What this task involves ▸ Top to bottom, every record is to be copied word for word.

|---|

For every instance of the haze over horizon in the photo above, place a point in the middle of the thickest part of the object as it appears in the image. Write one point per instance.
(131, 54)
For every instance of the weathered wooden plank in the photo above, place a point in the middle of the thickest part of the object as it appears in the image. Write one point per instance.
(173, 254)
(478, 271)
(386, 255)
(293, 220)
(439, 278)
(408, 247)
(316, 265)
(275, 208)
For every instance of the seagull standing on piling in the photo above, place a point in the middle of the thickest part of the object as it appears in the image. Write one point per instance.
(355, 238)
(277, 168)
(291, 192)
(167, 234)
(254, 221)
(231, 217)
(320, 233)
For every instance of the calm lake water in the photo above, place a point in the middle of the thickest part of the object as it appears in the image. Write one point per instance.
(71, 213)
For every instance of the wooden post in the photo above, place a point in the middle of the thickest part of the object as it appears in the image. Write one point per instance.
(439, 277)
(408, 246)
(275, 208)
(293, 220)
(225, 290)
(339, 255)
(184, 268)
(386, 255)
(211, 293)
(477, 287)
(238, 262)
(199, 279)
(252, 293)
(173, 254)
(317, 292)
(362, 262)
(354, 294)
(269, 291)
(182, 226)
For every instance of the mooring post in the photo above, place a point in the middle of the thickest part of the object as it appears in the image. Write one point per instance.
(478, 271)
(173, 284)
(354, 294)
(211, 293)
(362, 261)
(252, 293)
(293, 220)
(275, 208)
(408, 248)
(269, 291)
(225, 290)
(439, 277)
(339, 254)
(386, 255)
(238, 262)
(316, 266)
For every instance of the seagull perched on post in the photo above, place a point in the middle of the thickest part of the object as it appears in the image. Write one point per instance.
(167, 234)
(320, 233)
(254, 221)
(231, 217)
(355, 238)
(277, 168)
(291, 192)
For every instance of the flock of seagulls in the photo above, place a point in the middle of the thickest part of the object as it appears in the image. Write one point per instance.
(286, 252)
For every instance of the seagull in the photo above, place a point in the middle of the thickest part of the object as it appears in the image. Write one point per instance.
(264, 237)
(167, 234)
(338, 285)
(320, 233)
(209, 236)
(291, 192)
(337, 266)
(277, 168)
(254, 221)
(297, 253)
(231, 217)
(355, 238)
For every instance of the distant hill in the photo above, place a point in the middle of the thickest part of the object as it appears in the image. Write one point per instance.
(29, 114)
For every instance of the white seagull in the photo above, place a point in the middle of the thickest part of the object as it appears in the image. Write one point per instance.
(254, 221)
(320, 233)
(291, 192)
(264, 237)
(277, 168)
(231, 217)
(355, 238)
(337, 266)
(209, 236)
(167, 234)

|---|

Result ▸
For every instance of the haze over horizon in the photo above, place a point in the middle of the thickest part of the object as it appears in the image. Write one point per instance.
(131, 54)
For every instance of the weathered wooden plank in the photo above, place a point in the middle of the thickest part of the object as it appears in the image. Write one point per instance.
(173, 254)
(478, 271)
(386, 255)
(293, 220)
(439, 278)
(408, 247)
(316, 265)
(275, 208)
For every instance of the seagull standing on piling in the photo above, place a point in the middle of the thickest part of the object as it appears in the image. Write one point per instance.
(355, 238)
(277, 168)
(291, 192)
(167, 234)
(254, 221)
(231, 217)
(320, 233)
For every instance of the calm lake water in the photo above, place a point in the middle of the thickest part of the object as it appears in the image. Write one point per instance.
(71, 213)
For every instance of the wooden post in the photo above, place a point in the middle of the thickest part of the object as it appears in the image. Write one point per instance.
(439, 277)
(408, 246)
(275, 208)
(293, 220)
(225, 290)
(339, 255)
(184, 268)
(386, 255)
(211, 293)
(477, 287)
(238, 262)
(199, 279)
(252, 293)
(173, 254)
(317, 292)
(362, 262)
(354, 294)
(269, 291)
(182, 226)
For every instance of the mooring post in the photo above, place a point in the middle of the thickest part of the object as it appears in the image. Write one point per instance.
(478, 271)
(173, 284)
(354, 294)
(211, 293)
(362, 261)
(252, 293)
(293, 220)
(275, 208)
(408, 248)
(269, 291)
(225, 290)
(439, 277)
(339, 254)
(386, 255)
(238, 262)
(316, 266)
For every instance of the seagull perched on post in the photo above, place a point in the middle of the thickest part of the object as it appears in the image. Write one point per instance.
(167, 234)
(320, 233)
(254, 221)
(231, 217)
(355, 238)
(277, 168)
(291, 192)
For every instance of the flock of seagulls in the photo above, place a point in the middle of the thickest part of the object as it appears in the image. Write one point per instance.
(286, 252)
For every instance of the seagull in the photo above, place a point in the middle of the thickest part of the object as it appears in the image. Write one point per instance.
(264, 237)
(167, 234)
(338, 285)
(320, 233)
(209, 236)
(291, 192)
(337, 266)
(277, 168)
(254, 221)
(297, 253)
(231, 217)
(355, 238)
For every instance of the distant hill in the photo above, place a point in the middle of the thickest part of the object as it appears in the image. Write one point per instance.
(29, 114)
For every instance of the white seagull in the photo above, place a point in the middle of the thickest part of the object as it appears in the image. Write one point per instance.
(254, 221)
(320, 233)
(291, 192)
(264, 237)
(277, 168)
(231, 217)
(355, 238)
(337, 266)
(209, 236)
(167, 234)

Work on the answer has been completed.